DATA PROVIDED below:

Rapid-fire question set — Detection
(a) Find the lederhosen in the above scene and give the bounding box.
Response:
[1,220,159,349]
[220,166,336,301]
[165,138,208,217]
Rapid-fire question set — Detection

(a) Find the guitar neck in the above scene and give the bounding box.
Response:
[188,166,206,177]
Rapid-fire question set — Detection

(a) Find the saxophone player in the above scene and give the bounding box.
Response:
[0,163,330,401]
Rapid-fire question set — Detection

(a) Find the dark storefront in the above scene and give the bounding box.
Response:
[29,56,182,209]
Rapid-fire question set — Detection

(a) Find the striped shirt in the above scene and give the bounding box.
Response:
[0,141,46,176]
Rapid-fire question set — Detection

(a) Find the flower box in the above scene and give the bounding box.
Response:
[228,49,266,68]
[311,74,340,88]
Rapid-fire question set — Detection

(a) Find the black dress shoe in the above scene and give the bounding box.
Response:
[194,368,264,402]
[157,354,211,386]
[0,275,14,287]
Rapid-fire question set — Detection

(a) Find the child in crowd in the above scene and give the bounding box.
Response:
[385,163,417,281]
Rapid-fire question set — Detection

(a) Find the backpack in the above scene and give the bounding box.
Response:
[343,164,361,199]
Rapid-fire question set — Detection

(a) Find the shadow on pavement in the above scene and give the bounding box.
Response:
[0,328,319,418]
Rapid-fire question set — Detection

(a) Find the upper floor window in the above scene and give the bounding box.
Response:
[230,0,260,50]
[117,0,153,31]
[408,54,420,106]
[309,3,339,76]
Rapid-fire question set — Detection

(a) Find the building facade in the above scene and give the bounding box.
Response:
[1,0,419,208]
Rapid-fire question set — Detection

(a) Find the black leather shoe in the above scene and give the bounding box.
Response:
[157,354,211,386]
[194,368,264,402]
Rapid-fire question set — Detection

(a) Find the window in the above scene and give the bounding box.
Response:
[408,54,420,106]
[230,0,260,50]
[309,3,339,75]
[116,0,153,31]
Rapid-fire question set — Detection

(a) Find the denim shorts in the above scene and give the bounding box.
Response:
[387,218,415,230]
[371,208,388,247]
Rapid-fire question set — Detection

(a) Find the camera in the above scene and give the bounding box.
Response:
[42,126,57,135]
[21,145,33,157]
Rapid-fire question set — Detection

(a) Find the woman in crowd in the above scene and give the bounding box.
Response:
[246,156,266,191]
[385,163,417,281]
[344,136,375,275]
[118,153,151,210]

End of DATA PROVIDED.

## AIM OF THE TASK
Where a line of the records includes "shoe", copy it.

## ANSWER SECTION
(a) Find the black dress shoe in the above scene and give the bounding box.
(a) Find the black leather shoe in the above scene and give the bounding box.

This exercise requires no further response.